Aim → Report every line in the items below that contains the word "building", copying each line in full.

Dataset extract →

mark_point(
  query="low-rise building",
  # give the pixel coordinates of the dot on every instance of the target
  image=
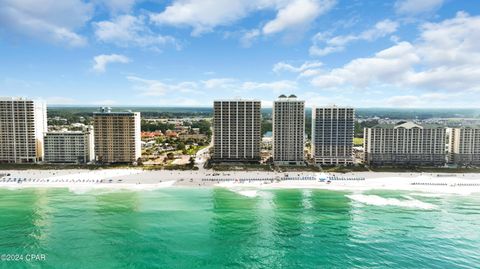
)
(464, 145)
(69, 147)
(406, 143)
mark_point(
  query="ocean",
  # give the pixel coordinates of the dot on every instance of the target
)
(221, 228)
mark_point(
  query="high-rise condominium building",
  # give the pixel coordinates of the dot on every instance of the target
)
(117, 136)
(288, 130)
(23, 123)
(332, 135)
(405, 144)
(69, 147)
(237, 126)
(464, 145)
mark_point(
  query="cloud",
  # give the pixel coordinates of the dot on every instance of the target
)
(101, 61)
(296, 15)
(59, 100)
(308, 65)
(118, 6)
(49, 20)
(324, 44)
(204, 16)
(444, 57)
(219, 83)
(276, 86)
(247, 38)
(127, 30)
(416, 7)
(150, 87)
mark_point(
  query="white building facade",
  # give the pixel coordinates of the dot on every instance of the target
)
(236, 131)
(332, 135)
(69, 147)
(23, 123)
(288, 130)
(117, 136)
(405, 144)
(464, 144)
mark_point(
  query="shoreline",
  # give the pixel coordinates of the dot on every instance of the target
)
(136, 179)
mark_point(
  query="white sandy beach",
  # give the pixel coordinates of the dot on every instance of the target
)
(243, 182)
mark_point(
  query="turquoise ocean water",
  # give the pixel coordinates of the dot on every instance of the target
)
(218, 228)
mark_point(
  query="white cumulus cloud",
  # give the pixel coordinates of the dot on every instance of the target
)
(444, 57)
(297, 14)
(128, 30)
(204, 16)
(49, 20)
(415, 7)
(101, 61)
(324, 44)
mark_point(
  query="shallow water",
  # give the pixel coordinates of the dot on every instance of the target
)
(218, 228)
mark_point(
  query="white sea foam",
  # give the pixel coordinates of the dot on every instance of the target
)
(248, 193)
(381, 201)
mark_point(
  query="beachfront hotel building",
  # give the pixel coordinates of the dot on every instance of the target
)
(288, 129)
(117, 136)
(236, 131)
(406, 143)
(23, 123)
(69, 147)
(332, 135)
(464, 146)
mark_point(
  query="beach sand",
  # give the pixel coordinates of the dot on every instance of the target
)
(138, 179)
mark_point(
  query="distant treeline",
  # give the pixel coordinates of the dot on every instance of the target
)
(73, 113)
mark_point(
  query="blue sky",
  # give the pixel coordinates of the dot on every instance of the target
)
(403, 53)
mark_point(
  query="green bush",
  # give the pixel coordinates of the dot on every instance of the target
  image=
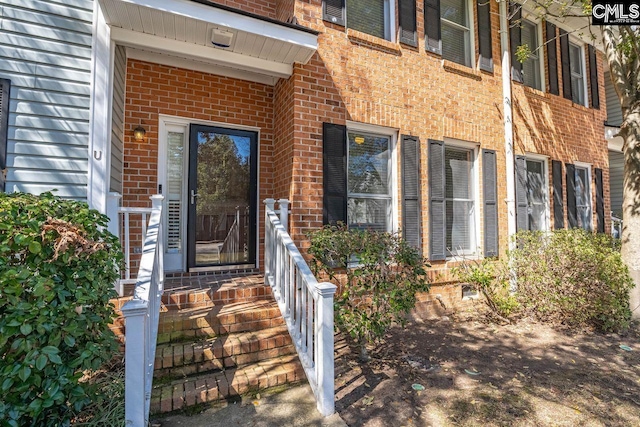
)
(573, 277)
(490, 278)
(58, 265)
(383, 274)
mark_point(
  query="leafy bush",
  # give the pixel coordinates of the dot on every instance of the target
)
(573, 277)
(492, 280)
(58, 265)
(383, 274)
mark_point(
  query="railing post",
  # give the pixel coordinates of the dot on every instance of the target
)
(135, 314)
(324, 348)
(284, 213)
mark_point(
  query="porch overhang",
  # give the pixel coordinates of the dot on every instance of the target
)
(179, 33)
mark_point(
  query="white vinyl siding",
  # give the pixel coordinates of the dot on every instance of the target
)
(117, 119)
(45, 50)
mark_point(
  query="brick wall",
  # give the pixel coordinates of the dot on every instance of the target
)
(154, 89)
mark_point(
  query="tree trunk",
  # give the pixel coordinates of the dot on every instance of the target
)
(630, 252)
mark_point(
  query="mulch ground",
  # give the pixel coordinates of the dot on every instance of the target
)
(467, 371)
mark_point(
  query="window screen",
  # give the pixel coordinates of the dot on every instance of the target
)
(459, 200)
(367, 16)
(369, 195)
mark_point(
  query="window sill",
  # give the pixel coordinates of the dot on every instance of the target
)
(367, 40)
(462, 70)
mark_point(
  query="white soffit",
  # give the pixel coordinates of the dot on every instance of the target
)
(182, 29)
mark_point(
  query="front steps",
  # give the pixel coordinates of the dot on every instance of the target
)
(219, 339)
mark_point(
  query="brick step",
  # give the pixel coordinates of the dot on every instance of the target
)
(222, 352)
(209, 322)
(216, 292)
(228, 385)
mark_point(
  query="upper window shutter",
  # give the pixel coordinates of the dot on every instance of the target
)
(552, 58)
(5, 88)
(515, 39)
(572, 210)
(407, 20)
(558, 204)
(333, 11)
(437, 205)
(593, 78)
(334, 156)
(522, 208)
(490, 192)
(599, 200)
(484, 35)
(411, 210)
(566, 64)
(433, 39)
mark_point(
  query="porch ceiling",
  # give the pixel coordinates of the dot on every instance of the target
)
(183, 29)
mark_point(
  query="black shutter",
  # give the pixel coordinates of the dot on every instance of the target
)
(411, 210)
(599, 200)
(593, 78)
(333, 11)
(552, 58)
(484, 35)
(490, 192)
(437, 206)
(334, 156)
(522, 204)
(407, 20)
(566, 64)
(5, 89)
(558, 200)
(433, 42)
(515, 40)
(572, 210)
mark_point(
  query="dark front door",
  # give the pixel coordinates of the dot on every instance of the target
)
(222, 196)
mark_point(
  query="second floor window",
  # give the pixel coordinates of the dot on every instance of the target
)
(577, 73)
(370, 17)
(456, 31)
(531, 67)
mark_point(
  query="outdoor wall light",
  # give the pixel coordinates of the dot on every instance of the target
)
(139, 134)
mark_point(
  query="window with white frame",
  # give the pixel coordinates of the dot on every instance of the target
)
(456, 31)
(583, 197)
(370, 16)
(531, 67)
(460, 200)
(369, 195)
(537, 200)
(576, 59)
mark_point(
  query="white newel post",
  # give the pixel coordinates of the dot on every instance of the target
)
(324, 348)
(284, 213)
(135, 314)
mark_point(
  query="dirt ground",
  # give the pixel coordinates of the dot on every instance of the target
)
(478, 373)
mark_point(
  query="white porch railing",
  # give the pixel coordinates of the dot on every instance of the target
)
(305, 304)
(141, 322)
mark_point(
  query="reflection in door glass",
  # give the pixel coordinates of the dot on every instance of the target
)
(223, 199)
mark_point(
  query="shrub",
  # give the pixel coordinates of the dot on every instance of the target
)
(573, 277)
(490, 278)
(58, 265)
(383, 274)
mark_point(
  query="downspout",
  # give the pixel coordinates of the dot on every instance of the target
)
(508, 123)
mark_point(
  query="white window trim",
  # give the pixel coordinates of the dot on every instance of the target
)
(545, 171)
(471, 55)
(533, 20)
(389, 20)
(587, 167)
(475, 173)
(580, 44)
(392, 133)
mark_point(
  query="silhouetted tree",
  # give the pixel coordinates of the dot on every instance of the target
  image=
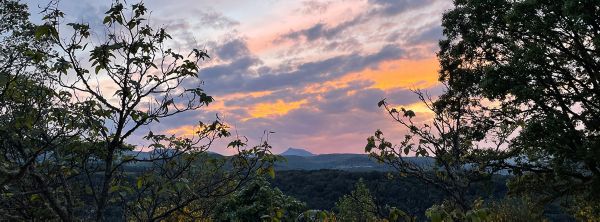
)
(539, 64)
(65, 122)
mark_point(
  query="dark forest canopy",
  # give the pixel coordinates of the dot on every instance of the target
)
(522, 95)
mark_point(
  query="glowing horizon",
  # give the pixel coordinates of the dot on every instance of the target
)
(311, 71)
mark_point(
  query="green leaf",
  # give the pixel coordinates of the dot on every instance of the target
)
(381, 103)
(140, 182)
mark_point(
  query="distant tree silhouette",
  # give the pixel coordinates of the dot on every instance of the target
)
(64, 132)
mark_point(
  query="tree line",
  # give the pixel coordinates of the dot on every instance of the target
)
(522, 85)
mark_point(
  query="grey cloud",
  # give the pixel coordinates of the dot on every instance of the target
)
(395, 7)
(313, 7)
(240, 76)
(215, 19)
(432, 34)
(382, 8)
(233, 49)
(321, 30)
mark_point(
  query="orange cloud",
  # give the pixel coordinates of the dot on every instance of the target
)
(408, 74)
(184, 131)
(277, 108)
(413, 74)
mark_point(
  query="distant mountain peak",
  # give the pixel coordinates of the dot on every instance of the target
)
(296, 152)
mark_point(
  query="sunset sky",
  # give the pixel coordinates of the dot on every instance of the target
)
(310, 71)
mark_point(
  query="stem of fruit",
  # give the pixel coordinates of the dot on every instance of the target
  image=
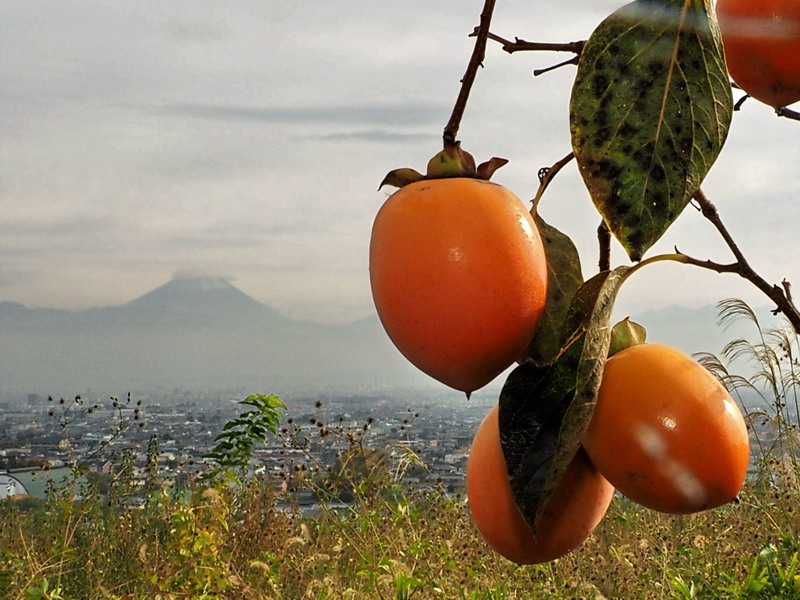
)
(604, 241)
(475, 61)
(519, 45)
(546, 175)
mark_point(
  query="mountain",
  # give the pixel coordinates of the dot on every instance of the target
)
(203, 333)
(193, 333)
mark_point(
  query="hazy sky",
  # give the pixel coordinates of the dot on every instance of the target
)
(144, 139)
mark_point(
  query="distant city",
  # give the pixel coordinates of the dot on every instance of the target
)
(189, 350)
(42, 437)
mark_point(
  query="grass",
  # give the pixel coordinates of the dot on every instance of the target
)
(219, 544)
(227, 540)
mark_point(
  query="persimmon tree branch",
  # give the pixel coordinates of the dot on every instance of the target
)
(788, 113)
(781, 294)
(519, 45)
(475, 62)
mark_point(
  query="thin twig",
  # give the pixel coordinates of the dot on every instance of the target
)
(779, 294)
(788, 113)
(604, 240)
(476, 60)
(519, 45)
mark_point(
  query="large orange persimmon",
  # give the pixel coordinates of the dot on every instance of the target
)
(576, 507)
(762, 47)
(458, 276)
(666, 433)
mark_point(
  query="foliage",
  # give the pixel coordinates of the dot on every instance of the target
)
(393, 540)
(231, 456)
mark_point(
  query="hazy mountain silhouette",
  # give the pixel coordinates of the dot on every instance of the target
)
(193, 333)
(202, 333)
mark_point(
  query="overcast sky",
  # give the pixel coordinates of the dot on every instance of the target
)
(141, 140)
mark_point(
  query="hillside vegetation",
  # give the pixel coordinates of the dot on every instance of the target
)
(232, 534)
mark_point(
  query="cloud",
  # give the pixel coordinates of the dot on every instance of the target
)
(385, 114)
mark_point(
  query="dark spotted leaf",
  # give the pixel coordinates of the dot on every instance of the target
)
(564, 277)
(544, 410)
(649, 113)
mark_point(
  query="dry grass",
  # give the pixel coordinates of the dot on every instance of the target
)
(217, 545)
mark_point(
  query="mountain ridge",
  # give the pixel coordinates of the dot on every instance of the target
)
(204, 333)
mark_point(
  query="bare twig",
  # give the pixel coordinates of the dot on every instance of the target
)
(779, 294)
(788, 113)
(519, 45)
(475, 61)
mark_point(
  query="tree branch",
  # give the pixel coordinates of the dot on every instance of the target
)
(475, 61)
(788, 113)
(519, 45)
(779, 294)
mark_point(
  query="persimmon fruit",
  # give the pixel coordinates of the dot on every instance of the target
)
(458, 276)
(666, 433)
(762, 47)
(571, 514)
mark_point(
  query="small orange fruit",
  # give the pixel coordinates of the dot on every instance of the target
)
(459, 277)
(571, 514)
(762, 47)
(666, 433)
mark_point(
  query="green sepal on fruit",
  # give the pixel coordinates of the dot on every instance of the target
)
(625, 334)
(453, 161)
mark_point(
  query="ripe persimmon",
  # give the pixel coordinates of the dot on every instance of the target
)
(571, 514)
(458, 276)
(762, 47)
(666, 433)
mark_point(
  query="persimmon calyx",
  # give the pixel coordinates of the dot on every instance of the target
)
(625, 334)
(453, 161)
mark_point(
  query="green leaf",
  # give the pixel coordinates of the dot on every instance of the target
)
(649, 114)
(625, 334)
(564, 277)
(544, 410)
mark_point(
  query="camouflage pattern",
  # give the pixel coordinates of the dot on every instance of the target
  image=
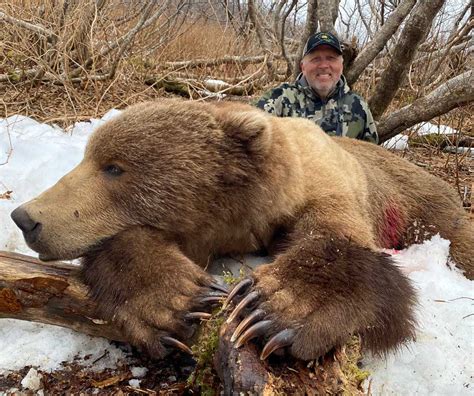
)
(343, 113)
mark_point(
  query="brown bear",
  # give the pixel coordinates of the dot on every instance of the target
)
(166, 186)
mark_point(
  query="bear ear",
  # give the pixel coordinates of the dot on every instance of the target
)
(247, 126)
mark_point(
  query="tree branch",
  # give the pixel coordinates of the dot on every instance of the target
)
(453, 93)
(415, 30)
(379, 41)
(48, 293)
(34, 28)
(310, 28)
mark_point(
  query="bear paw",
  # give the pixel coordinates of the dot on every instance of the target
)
(315, 302)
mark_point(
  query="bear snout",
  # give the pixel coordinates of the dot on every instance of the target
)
(31, 229)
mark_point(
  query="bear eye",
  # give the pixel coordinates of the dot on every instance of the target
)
(113, 170)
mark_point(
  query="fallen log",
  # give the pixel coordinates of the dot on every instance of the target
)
(48, 293)
(52, 293)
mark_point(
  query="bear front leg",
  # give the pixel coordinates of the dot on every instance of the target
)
(322, 290)
(149, 289)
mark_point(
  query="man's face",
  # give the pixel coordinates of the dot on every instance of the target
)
(322, 69)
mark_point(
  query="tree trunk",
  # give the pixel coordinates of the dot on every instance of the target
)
(327, 15)
(415, 30)
(310, 28)
(52, 293)
(48, 293)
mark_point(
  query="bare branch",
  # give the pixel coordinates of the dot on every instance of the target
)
(310, 28)
(35, 28)
(260, 36)
(326, 14)
(380, 39)
(453, 93)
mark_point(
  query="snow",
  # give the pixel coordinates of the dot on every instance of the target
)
(398, 142)
(34, 156)
(32, 380)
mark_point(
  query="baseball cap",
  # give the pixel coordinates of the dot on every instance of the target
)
(322, 38)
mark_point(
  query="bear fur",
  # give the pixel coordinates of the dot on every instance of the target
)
(167, 186)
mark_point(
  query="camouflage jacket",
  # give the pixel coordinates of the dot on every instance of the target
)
(343, 113)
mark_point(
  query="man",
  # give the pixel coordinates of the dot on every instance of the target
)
(321, 93)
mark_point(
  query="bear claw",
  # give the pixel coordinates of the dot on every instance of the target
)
(256, 330)
(198, 315)
(249, 298)
(249, 320)
(238, 288)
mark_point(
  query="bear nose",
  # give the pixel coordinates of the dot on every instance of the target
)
(30, 228)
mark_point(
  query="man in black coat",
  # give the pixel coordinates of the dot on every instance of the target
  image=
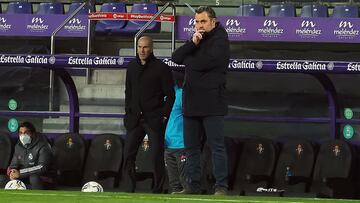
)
(149, 96)
(206, 57)
(32, 157)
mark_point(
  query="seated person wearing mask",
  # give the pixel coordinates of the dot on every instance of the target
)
(32, 157)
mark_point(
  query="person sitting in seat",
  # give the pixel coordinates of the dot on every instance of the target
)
(32, 157)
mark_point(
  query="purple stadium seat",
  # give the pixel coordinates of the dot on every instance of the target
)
(345, 11)
(50, 8)
(111, 25)
(75, 5)
(19, 7)
(251, 10)
(282, 10)
(314, 10)
(133, 26)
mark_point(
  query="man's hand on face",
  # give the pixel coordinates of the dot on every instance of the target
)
(197, 36)
(14, 174)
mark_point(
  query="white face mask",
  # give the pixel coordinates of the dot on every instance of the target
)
(25, 139)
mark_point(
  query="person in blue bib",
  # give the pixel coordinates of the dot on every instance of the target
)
(175, 156)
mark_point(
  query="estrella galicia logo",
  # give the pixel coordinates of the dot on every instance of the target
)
(3, 25)
(346, 30)
(38, 24)
(233, 27)
(271, 28)
(52, 60)
(307, 29)
(75, 25)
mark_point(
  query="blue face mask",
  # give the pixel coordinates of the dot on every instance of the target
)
(25, 139)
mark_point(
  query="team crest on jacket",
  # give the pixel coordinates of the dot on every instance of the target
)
(107, 145)
(299, 149)
(145, 145)
(260, 149)
(336, 150)
(69, 143)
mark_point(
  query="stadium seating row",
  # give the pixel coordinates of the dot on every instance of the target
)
(102, 26)
(256, 166)
(297, 169)
(308, 10)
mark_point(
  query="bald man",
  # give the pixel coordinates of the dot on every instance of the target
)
(149, 96)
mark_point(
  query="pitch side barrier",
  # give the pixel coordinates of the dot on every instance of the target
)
(59, 63)
(283, 29)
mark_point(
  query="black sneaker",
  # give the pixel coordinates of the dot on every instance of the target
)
(187, 192)
(220, 190)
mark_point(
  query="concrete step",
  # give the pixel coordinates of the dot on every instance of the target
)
(86, 108)
(157, 52)
(108, 77)
(96, 91)
(87, 125)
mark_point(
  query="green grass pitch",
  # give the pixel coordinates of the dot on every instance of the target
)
(33, 196)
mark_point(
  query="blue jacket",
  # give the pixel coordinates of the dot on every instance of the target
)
(174, 134)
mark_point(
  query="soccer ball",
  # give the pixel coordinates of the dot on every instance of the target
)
(92, 186)
(15, 185)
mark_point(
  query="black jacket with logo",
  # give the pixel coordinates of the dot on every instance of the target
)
(32, 159)
(149, 92)
(205, 73)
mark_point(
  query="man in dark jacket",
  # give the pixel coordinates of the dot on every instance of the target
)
(206, 57)
(149, 96)
(32, 157)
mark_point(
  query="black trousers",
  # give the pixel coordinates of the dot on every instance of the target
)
(133, 140)
(175, 160)
(193, 130)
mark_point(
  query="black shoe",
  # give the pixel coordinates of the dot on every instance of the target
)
(187, 192)
(220, 190)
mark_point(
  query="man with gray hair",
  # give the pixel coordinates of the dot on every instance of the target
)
(149, 97)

Response to this task →
  query="low-rise building",
  query="high-rise condominium building",
  query="white building facade",
  query="beachfront hotel building",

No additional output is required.